### Recorded data

** BEGIN **

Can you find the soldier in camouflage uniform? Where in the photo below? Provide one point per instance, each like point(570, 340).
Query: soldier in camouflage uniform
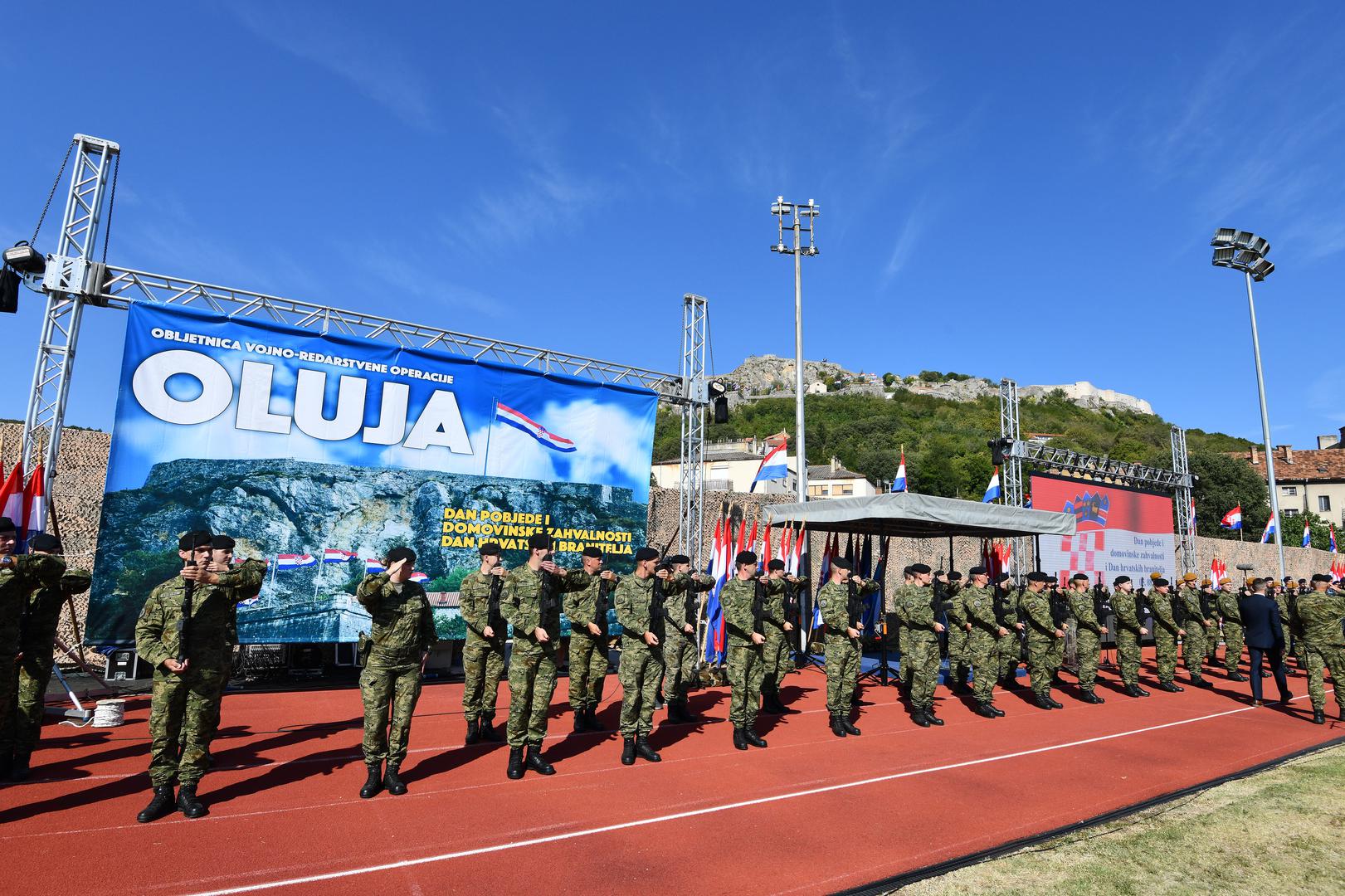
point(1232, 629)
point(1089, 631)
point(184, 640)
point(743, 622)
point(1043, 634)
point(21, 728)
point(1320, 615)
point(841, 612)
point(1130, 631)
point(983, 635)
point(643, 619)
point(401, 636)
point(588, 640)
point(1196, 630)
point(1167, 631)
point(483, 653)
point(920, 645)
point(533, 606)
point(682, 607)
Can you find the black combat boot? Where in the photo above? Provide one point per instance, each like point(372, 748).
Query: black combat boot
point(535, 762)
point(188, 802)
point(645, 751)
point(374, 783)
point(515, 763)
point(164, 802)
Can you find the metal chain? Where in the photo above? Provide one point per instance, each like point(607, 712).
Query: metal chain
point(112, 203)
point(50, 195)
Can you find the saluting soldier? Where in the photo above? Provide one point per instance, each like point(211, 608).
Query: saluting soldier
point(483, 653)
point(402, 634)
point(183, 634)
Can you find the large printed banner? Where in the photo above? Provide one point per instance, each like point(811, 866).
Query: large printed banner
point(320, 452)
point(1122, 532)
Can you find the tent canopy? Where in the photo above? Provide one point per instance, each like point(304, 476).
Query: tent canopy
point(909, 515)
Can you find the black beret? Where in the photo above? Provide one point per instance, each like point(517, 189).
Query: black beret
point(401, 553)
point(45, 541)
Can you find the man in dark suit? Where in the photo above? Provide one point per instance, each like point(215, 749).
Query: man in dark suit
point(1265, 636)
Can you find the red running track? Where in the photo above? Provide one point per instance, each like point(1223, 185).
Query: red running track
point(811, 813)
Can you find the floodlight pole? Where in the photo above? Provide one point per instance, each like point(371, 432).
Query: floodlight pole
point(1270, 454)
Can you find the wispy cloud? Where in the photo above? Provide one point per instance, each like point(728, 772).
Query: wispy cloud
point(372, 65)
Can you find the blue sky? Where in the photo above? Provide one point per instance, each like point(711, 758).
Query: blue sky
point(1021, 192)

** END **

### Short exercise
Rewrite the lines from the first one up to and including the line with "point(183, 634)", adding 148 to both coordinates of every answer point. Keep the requests and their sample points as they are, and leave the pictures out.

### Completed exercise
Can you find the soldier in camouflage uniform? Where in the photo below? Provide one point per instance, each like point(570, 340).
Query: soldier in camouflage uniform
point(1380, 777)
point(1237, 779)
point(332, 788)
point(891, 770)
point(1191, 782)
point(169, 876)
point(1468, 763)
point(989, 760)
point(1278, 779)
point(1131, 783)
point(791, 767)
point(549, 784)
point(736, 788)
point(1344, 778)
point(1315, 779)
point(631, 801)
point(1068, 793)
point(681, 754)
point(830, 755)
Can you find the black combat boot? Where in the photo above? Provide one point per instance, each like point(372, 748).
Query: black combat boot
point(683, 910)
point(336, 950)
point(793, 899)
point(522, 931)
point(663, 911)
point(312, 950)
Can you find the metal chain? Where in the photo above? Provide one point per instance, each like point(607, 712).
Query: metal chain
point(260, 351)
point(198, 343)
Can you find the saluting soldier? Where in the photo above? Provide one point per instance, each like point(211, 608).
Query: saluting soldier
point(631, 801)
point(550, 782)
point(331, 782)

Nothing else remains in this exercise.